As RD-STDP classifies information by integrating information with large τSTDP time constants, it can only classify based on spatial information. On the other hand, with smaller τSTDP values, and added capabilities to classify sequences, STDP-tempotron can classify based on spatio-temporal info.
In the sections that follow we describe the experiments that use the RD-STDP and STDP-tempotron described above.
5. Experiment: Design Space Exploration in SNN to Explore Temporal and Rate-Based STDP Regimes
Spike-timing dependent plasticity (STDP) is a learning rule commonly used in SNNs for unsupervised learning. For the SNN experiments, we choose spike-timing dependent plasticity (STDP) for the following reason. Generally in STDP, weight updates are based on the precise difference between pre and postsynaptic spike times. When the synaptic trace time constants are increased, STDP operates in a regime whereby weight changes can be approximated by sum of pre-synaptic and post-synaptic spikes. One can intuitively understand this by assuming delta synaptic trace on one extreme, and perfectly integrated synaptic trace on the other extreme. The former would be highly sensitive to spike timing (they must occur at same time for weight changes), while the later would have weight changes proportional to spike counts of the neurons. These different modes due to presynaptic time constant (τxpre) are illustrated in Figure 6. Hence STDP learning rule is highly suitable for our exploration, as it can operate in spike-time based as well as rate-based modes.

Entries for location identification
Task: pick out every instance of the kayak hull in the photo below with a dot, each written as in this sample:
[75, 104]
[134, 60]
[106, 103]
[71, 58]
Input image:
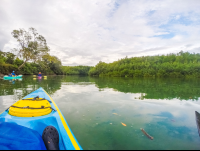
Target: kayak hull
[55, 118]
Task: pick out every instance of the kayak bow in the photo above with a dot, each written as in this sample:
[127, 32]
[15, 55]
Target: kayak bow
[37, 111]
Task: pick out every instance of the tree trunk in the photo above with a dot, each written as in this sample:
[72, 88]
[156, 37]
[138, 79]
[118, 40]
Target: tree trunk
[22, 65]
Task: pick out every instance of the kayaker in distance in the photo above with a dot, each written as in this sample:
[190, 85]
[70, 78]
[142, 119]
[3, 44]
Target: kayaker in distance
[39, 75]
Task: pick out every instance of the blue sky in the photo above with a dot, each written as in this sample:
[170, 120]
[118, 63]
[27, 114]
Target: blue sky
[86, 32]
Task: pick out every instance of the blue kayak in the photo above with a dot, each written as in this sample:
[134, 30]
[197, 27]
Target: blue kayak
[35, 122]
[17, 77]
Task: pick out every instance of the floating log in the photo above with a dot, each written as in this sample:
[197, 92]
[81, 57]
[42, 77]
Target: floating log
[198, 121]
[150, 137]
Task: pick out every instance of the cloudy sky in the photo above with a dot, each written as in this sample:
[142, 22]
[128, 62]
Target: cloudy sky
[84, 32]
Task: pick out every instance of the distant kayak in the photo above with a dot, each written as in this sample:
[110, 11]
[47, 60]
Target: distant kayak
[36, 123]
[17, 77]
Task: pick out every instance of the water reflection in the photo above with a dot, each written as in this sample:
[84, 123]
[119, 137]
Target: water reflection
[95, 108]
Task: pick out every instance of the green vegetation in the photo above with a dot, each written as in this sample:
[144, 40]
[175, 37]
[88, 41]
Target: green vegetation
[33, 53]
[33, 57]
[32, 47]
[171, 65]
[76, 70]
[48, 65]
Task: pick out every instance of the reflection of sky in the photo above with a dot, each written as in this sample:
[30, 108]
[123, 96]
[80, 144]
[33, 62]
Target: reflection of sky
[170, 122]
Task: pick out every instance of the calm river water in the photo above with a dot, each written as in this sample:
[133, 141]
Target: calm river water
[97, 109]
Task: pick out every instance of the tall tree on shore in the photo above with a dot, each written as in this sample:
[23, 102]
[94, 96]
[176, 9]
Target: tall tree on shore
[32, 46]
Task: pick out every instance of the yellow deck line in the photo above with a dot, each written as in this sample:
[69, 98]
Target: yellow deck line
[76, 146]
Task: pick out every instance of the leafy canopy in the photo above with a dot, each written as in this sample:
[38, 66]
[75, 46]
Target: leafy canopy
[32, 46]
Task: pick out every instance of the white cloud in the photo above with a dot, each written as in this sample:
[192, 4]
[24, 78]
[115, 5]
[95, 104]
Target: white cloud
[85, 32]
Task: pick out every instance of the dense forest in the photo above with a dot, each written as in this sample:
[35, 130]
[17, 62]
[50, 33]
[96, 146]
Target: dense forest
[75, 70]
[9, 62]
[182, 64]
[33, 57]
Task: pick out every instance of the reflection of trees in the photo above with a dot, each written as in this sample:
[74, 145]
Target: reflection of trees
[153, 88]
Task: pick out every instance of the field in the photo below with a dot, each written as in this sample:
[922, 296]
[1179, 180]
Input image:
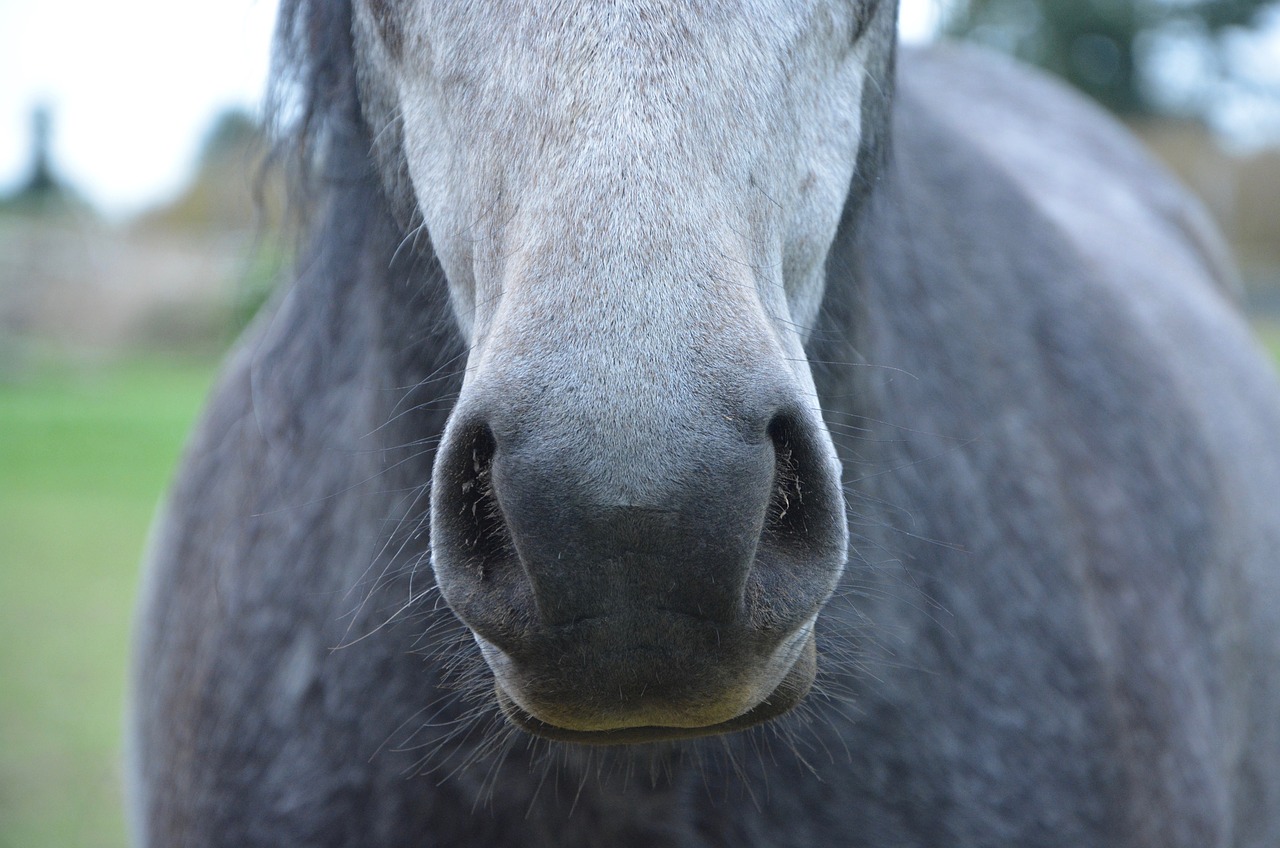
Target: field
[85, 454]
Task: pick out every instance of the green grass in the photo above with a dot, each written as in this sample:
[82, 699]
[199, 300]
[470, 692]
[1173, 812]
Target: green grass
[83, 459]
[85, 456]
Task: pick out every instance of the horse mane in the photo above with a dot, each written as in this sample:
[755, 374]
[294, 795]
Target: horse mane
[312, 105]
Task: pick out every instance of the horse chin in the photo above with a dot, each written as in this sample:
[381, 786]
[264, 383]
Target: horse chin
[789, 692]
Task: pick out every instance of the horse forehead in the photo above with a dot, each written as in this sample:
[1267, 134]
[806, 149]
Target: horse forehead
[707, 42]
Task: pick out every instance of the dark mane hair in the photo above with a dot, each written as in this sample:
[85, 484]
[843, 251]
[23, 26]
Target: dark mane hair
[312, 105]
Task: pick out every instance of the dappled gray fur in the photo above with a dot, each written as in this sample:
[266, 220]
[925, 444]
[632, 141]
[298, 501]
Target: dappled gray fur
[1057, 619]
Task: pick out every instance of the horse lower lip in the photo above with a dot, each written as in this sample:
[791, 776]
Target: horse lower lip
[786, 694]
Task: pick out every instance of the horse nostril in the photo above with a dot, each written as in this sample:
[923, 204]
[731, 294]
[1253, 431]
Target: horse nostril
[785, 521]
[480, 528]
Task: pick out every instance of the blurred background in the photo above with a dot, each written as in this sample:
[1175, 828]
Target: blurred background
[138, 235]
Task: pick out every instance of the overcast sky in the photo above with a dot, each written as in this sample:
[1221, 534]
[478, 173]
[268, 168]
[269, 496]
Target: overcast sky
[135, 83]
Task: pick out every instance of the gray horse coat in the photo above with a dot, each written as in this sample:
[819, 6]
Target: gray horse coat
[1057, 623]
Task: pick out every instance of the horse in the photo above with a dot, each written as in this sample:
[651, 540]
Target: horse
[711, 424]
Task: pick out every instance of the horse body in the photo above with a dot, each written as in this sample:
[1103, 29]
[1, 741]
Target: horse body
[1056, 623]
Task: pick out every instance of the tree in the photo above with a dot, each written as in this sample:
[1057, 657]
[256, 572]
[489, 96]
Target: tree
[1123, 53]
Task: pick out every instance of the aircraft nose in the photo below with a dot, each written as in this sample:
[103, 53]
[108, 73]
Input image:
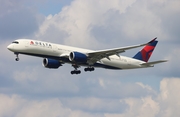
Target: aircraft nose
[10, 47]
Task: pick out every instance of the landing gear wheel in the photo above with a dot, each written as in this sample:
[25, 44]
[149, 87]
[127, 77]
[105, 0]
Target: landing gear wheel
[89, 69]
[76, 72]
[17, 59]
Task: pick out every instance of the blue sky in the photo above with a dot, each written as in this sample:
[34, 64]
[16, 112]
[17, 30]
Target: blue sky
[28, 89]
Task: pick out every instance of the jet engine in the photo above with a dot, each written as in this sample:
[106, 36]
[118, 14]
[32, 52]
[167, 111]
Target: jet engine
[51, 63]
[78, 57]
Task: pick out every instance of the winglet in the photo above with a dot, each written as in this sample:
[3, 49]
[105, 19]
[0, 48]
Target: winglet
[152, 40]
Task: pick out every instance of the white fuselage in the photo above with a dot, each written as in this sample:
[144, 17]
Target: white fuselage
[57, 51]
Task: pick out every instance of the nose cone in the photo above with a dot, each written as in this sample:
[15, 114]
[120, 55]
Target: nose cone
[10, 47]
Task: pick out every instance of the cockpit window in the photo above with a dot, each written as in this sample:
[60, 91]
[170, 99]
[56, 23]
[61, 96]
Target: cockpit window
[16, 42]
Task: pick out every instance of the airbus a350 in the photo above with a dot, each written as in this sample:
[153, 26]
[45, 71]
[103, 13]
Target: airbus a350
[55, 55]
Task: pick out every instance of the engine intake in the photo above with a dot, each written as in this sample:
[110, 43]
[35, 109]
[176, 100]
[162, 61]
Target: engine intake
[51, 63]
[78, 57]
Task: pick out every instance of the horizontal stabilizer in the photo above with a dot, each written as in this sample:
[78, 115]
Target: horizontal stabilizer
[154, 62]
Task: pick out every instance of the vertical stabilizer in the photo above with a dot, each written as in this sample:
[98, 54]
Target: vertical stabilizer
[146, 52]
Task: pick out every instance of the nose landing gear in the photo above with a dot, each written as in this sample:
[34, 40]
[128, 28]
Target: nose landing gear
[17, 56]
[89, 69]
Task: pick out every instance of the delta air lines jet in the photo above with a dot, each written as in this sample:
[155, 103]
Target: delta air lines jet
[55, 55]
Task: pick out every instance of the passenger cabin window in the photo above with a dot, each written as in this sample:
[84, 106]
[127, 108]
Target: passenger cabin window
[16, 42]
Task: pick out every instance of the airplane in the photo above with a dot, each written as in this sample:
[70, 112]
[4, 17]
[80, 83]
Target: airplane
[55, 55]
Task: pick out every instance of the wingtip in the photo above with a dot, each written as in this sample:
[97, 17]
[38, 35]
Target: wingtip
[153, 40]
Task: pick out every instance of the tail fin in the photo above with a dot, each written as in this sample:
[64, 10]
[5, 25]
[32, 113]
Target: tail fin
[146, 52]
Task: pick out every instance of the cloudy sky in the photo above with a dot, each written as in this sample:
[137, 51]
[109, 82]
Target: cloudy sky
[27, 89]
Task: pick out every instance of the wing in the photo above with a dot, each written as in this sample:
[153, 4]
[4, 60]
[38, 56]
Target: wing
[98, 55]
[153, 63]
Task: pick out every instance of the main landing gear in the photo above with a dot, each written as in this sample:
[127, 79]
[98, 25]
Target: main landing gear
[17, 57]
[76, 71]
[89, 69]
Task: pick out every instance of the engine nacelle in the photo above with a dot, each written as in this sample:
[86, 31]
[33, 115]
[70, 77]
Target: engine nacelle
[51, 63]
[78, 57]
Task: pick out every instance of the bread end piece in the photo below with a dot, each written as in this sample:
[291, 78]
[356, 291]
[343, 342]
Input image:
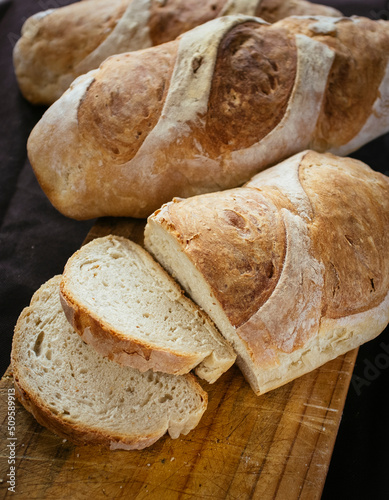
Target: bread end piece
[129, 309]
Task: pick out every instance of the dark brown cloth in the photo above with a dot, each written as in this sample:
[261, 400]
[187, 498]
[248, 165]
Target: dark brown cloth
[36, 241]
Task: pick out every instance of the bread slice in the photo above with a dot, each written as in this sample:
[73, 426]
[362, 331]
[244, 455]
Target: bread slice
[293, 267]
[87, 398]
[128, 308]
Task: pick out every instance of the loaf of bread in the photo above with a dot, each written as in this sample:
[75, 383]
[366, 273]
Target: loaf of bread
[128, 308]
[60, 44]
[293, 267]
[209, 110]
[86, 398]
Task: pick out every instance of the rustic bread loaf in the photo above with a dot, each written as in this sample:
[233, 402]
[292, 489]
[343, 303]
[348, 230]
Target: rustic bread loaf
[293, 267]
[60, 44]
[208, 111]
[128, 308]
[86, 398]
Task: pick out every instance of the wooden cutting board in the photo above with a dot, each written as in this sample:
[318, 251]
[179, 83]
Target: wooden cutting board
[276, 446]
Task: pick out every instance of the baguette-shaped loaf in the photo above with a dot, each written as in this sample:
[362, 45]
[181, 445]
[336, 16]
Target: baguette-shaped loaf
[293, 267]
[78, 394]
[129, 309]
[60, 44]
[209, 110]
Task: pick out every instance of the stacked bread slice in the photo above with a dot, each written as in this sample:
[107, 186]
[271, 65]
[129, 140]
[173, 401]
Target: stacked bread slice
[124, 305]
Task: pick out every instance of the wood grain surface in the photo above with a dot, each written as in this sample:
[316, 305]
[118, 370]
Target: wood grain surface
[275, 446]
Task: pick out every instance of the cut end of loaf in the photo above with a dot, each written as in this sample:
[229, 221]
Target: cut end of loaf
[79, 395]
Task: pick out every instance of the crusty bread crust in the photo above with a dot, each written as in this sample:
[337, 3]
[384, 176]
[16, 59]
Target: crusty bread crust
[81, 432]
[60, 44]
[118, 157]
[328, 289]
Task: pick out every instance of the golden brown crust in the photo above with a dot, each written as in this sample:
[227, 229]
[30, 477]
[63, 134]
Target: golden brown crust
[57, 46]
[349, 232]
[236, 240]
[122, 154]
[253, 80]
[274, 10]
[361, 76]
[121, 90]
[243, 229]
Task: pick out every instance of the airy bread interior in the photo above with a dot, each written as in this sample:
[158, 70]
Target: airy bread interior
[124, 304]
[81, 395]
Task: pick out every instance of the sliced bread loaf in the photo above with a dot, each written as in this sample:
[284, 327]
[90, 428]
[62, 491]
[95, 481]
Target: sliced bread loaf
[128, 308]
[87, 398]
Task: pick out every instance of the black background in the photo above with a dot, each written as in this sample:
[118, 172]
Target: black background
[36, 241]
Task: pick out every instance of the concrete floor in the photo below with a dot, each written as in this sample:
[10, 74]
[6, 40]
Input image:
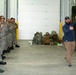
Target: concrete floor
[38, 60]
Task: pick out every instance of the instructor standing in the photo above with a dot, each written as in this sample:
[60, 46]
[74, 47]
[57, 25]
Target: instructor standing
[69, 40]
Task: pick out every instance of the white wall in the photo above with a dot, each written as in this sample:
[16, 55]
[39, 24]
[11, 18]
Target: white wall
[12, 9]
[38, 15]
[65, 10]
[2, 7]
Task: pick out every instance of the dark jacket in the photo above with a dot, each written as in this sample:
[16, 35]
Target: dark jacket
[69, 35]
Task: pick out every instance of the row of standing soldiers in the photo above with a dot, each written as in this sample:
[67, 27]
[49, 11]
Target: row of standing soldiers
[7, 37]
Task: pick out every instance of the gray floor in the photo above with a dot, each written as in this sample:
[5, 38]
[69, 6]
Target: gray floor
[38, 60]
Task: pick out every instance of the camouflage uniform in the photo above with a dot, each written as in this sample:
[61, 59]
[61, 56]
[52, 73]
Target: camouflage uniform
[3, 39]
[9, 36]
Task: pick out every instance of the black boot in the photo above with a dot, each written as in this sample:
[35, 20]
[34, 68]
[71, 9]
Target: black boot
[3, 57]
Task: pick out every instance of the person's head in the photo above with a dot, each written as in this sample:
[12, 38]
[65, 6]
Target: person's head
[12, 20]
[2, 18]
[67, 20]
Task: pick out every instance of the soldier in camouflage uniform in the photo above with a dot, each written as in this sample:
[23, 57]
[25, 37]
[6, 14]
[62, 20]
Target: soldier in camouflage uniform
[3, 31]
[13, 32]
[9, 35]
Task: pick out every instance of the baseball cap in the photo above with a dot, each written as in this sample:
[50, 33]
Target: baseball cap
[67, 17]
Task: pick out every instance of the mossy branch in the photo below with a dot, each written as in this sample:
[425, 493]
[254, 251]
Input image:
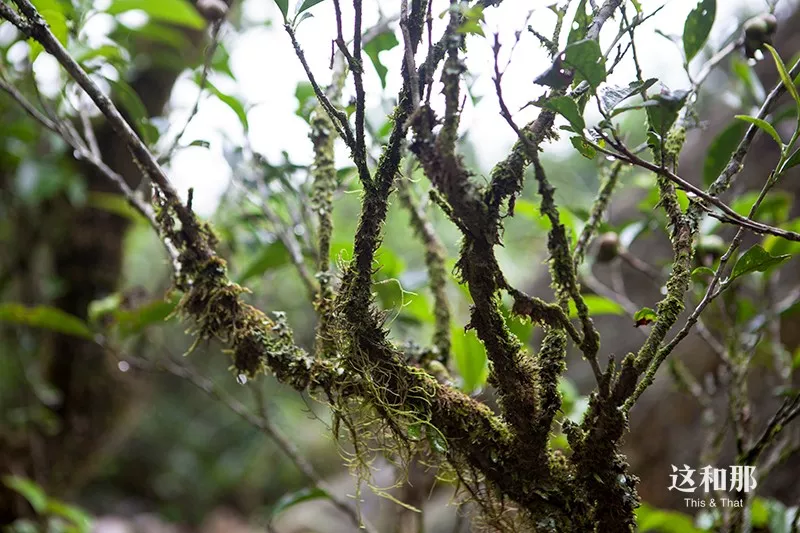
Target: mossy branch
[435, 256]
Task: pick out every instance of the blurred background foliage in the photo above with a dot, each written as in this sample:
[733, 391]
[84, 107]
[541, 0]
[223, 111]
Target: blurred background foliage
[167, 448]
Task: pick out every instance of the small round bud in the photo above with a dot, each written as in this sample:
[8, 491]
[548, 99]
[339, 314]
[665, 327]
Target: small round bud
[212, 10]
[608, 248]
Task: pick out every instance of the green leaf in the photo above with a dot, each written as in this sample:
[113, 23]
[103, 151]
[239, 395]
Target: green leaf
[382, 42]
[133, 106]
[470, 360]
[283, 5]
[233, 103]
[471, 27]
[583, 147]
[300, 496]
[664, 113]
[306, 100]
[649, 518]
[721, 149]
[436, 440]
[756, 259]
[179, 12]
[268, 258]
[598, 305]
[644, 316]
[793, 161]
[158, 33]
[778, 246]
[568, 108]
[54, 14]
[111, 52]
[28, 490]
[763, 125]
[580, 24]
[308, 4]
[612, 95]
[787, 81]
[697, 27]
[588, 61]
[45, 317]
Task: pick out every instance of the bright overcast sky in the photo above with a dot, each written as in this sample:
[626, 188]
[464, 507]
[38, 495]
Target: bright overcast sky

* [Things to do]
a) Decide whether each statement agrees with the STDP excerpt. Answer yes or no, and quote the words of the excerpt that settle it. (i) RD-STDP can classify based only on spatial information. (ii) STDP-tempotron uses larger τSTDP values than RD-STDP. (iii) STDP is commonly used in SNNs for supervised learning.
b) Using the STDP excerpt, answer each question:
(i) Which model can classify based on spatio-temporal information?
(ii) In general STDP, what are weight updates based on?
(iii) Which figure illustrates the modes due to the presynaptic time constant?
c) Write a continuation of the STDP excerpt, beginning after its final sentence.
Nothing in the records is needed for this work.

* [Written responses]
a)
(i) Yes: "it can only classify based on spatial information"
(ii) No: "with smaller τSTDP values"
(iii) No: "a learning rule commonly used in SNNs for unsupervised learning"

b)
(i) STDP-tempotron
(ii) The precise difference between pre and postsynaptic spike times
(iii) Figure 6

c)
Figure 6. Two regimes of STDP operation: By varying the decay time constant of the presynaptic spike trace τxpre we get two regimes of STDP operation, (A) When τxpre is low, the presynaptic trace (xpre) decays quickly. The value xpre at the time of the postsynaptic spike (green dot) depends on the time difference between the pre- and post-synaptic spikes. In this regime, spikes that occurred much earlier than the postsynaptic spike time have no impact on learning. (B) When τxpre is high, xpre decays slowly. At the time of postsynaptic spike, xpre (green dot) depends on the number of spikes (i.e., spike-count rate) alone. Precise presynaptic spike times do not have much impact on learning.
If N-MNIST has better performance in the rate-based regime, then precise spike timing in N-MNIST dataset would seem unnecessary for classifying it, to the extent that the experiment findings can be generalized. We think they can be for the reasons stated below.
It is hard to compare performance of an SNN trained using backpropagation against one trained using STDP, given the difference in network topology and learning algorithms. However, there is one commonality across both, and that is the use of synaptic trace in their learning rules (Gutig and Sompolinsky, 2006; Lee et al., 2016; Zenke and Ganguli, 2018). By tuning the time constants of the synaptic trace, one effectively tune the sensitivity of the SNN toward spike-timing. Hence, from this aspect, our results can be further generalized to all other SNN based learning algorithms whose weight update contains the synaptic trace.
In our experiments, we use STDP-tempotron that has a short synaptic trace time constant, along with added capabilities to classify sequences. RD-STDP on the other hand, has a synaptic trace that is larger than the presentation time which therefore approximates rate-based learning. Further, it has added capabilities to classify sequences.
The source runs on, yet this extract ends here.